• **WORK TO COMPLETE**:
Copy nothing but the text: reproduce each line of the listing exactly and leave the pictures out.

(Excerpts from point annotation data)
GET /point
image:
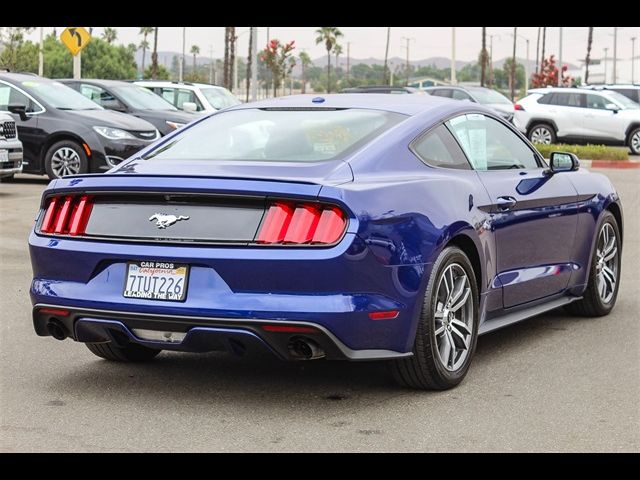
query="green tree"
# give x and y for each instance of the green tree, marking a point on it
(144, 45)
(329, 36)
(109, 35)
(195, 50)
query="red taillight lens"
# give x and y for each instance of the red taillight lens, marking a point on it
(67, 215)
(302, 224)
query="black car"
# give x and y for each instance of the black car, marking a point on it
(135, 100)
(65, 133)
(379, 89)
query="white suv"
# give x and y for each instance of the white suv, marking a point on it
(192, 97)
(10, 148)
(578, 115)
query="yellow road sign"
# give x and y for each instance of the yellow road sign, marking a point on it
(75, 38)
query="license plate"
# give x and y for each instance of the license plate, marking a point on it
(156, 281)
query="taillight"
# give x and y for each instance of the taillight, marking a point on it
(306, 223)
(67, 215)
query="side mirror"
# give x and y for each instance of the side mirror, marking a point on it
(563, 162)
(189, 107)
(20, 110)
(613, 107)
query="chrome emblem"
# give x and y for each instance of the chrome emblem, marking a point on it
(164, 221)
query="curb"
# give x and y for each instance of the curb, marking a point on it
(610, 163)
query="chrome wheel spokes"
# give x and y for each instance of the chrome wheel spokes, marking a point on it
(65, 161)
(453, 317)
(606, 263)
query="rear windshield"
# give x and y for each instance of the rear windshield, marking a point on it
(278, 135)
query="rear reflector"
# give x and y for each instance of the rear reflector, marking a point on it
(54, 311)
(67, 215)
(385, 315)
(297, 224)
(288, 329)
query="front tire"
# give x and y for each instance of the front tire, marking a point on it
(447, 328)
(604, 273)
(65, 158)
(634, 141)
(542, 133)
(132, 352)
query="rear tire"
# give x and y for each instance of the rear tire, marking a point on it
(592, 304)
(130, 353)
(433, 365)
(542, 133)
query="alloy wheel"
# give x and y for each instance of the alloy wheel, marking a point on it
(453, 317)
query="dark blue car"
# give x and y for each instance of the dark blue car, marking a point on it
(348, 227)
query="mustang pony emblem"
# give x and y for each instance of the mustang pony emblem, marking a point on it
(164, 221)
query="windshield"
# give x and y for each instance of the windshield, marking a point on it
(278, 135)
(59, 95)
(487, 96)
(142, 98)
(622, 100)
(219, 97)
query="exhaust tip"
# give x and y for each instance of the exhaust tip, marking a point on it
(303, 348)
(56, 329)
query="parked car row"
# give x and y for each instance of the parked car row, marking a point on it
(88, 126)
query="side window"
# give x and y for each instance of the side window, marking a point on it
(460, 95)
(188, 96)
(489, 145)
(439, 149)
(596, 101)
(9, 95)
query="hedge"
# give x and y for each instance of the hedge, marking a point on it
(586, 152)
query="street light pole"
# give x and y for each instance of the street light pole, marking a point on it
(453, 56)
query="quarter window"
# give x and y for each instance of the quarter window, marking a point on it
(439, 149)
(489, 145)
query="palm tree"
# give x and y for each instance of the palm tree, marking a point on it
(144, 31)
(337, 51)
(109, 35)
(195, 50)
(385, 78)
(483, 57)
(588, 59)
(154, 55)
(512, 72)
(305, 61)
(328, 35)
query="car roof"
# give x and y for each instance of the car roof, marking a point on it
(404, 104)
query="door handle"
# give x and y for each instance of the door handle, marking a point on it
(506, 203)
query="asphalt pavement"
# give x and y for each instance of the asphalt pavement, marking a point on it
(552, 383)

• **FULL SOLUTION**:
GET /point
image:
query="green tree"
# give x and y for each instance of the green tree, marking a point on it
(144, 45)
(329, 36)
(109, 35)
(195, 50)
query="red taillight lens"
# give x and y for each instance of the red taillight lens, marking a point on it
(67, 215)
(302, 224)
query="black car"
# give x and y for each instance of the black car, marking a point on it
(135, 100)
(65, 133)
(379, 89)
query="white suv"
# give x and y for each instance of the white suv, marking a point on it
(192, 97)
(10, 148)
(578, 115)
query="yellow road sign"
# give x and y for each instance of the yellow road sign, marking a point on it
(75, 38)
query="license plate"
# give x and y for each instance of the license plate, marking a point on it
(156, 281)
query="taillight"
# give x and y for each instance of the taillight, marking a point on it
(306, 223)
(67, 215)
query="side mirror"
# give x and y for each instance of the side mirror, marking a point on it
(563, 162)
(189, 107)
(20, 110)
(613, 107)
query="chrome emblem"
# give x and y for each instance of the chrome emblem, marking a point on it
(164, 221)
query="curb"
# give x and y for each instance of the curb, marking a point on it
(610, 163)
query="chrome wheel spokes"
# give x and y for each instance of the chrome wheel spokes, marking a point on it
(65, 161)
(453, 317)
(606, 263)
query="rear windshield"
# give x and y for each instance of the rear windshield, marking a point on it
(278, 135)
query="rear reflector"
# give x and y for each instance of the rear reflector, marking a point on it
(54, 311)
(67, 215)
(385, 315)
(297, 224)
(288, 329)
query="front tire"
# give x and y for each instance of the front tire, marking a point on it
(447, 328)
(604, 273)
(65, 158)
(634, 141)
(542, 133)
(132, 352)
query="rear tire"
# give x and y for each instance of the rear tire, marking a point on it
(592, 304)
(130, 353)
(433, 365)
(542, 133)
query="alloy wheel"
# give x and y for each instance of the alloy wheel, marking a point on it
(453, 317)
query="dark blue car"
# give x and y for each instance of the dark blue car, marking a point on it
(348, 227)
query="mustang pony emblem"
# give x and y for each instance of the mustang pony emblem, marking a point on it
(164, 221)
query="windshield"
# give x and y for each instance of the windshield, marking a point on it
(278, 135)
(59, 95)
(487, 96)
(142, 98)
(622, 100)
(219, 97)
query="exhaust tip"
# give x and y for each instance of the exhaust tip, marking a point on it
(303, 348)
(56, 329)
query="parked car row"
# give x and y for each instance of the parked car row, marking a point on it
(88, 126)
query="side window"
# give x and y for each instance of the side window, marking a point on it
(460, 95)
(188, 96)
(489, 145)
(439, 149)
(596, 101)
(9, 95)
query="hedge"
# give x and y for each instance of the hedge, marking a point on it
(586, 152)
query="street light pole"
# give x and y for each instance of the street light pole, marking a point on it
(453, 56)
query="quarter window"
# give x and y for each instance of the quarter window, marking a point on it
(439, 149)
(489, 145)
query="palm tree"
# give x and y for each instance of the palm tree, marking a point on it
(144, 31)
(337, 51)
(109, 35)
(195, 50)
(385, 78)
(483, 57)
(588, 59)
(154, 55)
(512, 72)
(305, 61)
(328, 35)
query="car roof"
# give x and y for each instance of the car roof, marking a point on it
(404, 104)
query="door handle"
# give x and y for each instance of the door handle, marking a point on it
(506, 203)
query="asphalt pavement"
# give x and y for each instance of the asphalt pavement, marking a point on it
(552, 383)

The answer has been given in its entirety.